PASSAGE PROVIDED:

━━━━━━

Food ordering and restaurant discovery company Zomato’s founder and CEO Deepinder Goyal on Monday said its quick-commerce service Blinkit, which competes with Zepto and Swiggy’s Instamart currently, will be bigger than the food delivery business in a year. Goyal was speaking at the Startup Mahakumbh event at Bharat Mandapam in Delhi.
For the uninitiated, Zomato acquired Blinkit in August 2022 for Rs 4,447 crore and it continues to scale up since then. Even as Zomato’s food delivery arm grew nearly 30 per cent year-on-year growth in sales in the October-December quarter, brokerage firm Nomura has expected that Blinkit’s gross order value will be higher than the food delivery business by FY28, FE had reported in February 2024.
Moreover, Blinkit’s long-term profitability is also expected to be at par with Zomato’s food delivery business on the back higher scope for ad monetisation.
Zomato’s adjusted revenue for its food delivery business stood at Rs 2,025 crore in Q3 vis-a-vis Rs 1,925 crore during the year-ago period. The revenue from Blinkit, which will compete with Flipkart’s upcoming quick commerce service also ahead, stood at Rs 644 crore.
Underscoring the challenge in building a generational company due to changing technology and business ecosystem in the country, Goyal, in a chat with Info Edge founder Sanjeev Bikhchandani, also said that no business model will last beyond a decade or two and hence there is (always) a need to create new business models.

━━━━━━

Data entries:
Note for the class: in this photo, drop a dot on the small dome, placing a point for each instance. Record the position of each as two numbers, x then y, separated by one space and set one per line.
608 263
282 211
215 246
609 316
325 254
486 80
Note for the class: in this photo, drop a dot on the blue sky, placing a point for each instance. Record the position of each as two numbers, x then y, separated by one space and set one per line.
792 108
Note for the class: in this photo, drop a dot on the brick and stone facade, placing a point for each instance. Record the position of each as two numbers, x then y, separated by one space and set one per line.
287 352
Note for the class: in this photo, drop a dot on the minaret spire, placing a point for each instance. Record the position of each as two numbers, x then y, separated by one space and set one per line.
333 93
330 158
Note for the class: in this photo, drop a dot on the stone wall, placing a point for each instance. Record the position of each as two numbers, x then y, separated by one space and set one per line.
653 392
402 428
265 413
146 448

━━━━━━

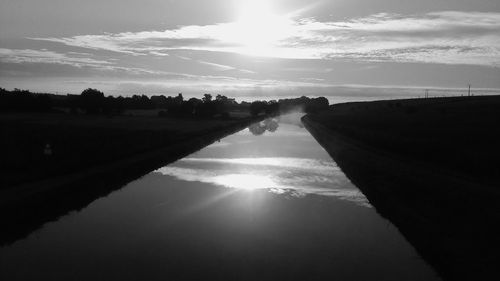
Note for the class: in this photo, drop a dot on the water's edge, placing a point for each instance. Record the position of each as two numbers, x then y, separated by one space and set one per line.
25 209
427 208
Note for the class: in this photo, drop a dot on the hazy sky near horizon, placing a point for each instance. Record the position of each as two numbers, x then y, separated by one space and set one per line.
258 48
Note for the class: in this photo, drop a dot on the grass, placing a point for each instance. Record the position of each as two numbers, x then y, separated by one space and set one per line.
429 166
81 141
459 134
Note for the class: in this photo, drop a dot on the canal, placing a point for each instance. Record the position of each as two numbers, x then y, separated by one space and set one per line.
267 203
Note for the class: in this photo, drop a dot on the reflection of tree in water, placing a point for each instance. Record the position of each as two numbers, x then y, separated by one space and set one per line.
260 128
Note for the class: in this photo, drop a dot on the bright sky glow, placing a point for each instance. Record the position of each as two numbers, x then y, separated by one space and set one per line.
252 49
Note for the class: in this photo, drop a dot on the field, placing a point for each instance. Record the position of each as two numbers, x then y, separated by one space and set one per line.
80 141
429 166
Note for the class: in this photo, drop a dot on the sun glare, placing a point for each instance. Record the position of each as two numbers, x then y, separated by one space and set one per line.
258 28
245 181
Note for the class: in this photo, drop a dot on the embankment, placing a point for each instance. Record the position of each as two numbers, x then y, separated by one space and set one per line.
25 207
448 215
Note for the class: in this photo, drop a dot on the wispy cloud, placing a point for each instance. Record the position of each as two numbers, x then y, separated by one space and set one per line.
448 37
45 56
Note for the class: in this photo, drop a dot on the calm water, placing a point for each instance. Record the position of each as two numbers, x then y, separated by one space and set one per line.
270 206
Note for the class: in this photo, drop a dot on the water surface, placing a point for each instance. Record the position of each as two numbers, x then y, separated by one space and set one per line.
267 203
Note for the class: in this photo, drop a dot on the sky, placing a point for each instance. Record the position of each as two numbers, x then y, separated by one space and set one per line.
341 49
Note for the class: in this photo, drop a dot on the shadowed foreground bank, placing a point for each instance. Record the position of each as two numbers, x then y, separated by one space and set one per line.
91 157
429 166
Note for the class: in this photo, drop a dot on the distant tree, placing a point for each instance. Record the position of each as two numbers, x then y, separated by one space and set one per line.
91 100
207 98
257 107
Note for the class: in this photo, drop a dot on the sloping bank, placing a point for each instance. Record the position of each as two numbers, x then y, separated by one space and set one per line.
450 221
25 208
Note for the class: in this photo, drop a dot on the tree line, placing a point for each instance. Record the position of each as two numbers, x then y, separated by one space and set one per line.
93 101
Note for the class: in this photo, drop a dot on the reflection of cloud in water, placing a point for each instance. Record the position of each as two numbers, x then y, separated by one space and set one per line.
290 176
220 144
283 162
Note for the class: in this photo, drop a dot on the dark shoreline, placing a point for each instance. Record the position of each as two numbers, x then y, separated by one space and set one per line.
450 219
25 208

━━━━━━

APPLY WHAT YOU READ:
1/ Write out the passage from the Zomato and Blinkit article exactly, beginning at the words "Zomato’s adjusted revenue" and stopping after the words "Rs 644 crore.".
2/ Extend the article on Zomato and Blinkit, picking up right after its final sentence.
The data entries play no part in this work.

ANSWERS TO EACH TASK:
1/
Zomato’s adjusted revenue for its food delivery business stood at Rs 2,025 crore in Q3 vis-a-vis Rs 1,925 crore during the year-ago period. The revenue from Blinkit, which will compete with Flipkart’s upcoming quick commerce service also ahead, stood at Rs 644 crore.

2/
“You have to create new businesses based on the outcomes you have created so far. Zomato is at version 4.0 in 16 years journey,” said Goyal.
“In any business, there will be a change. So, as soon as we start saying that nothing will change, we are dead,” he added.
Speaking on the near-death experiences in the life cycle of a company, Goyal highlighted the significance of the right team in a startup.
“Near-death experiences are a lot of types such as if you are not having money or competition is killing you or your team is getting complacent. Near death is whenever you are feeling stuck,” Goyal said as he recalled the challenges faced during the Covid period.
“We asked our entire team for voluntary salary cuts during covid and 80 per cent took the cut. So, culture is the only long-term moat (for any company). Nothing else works.”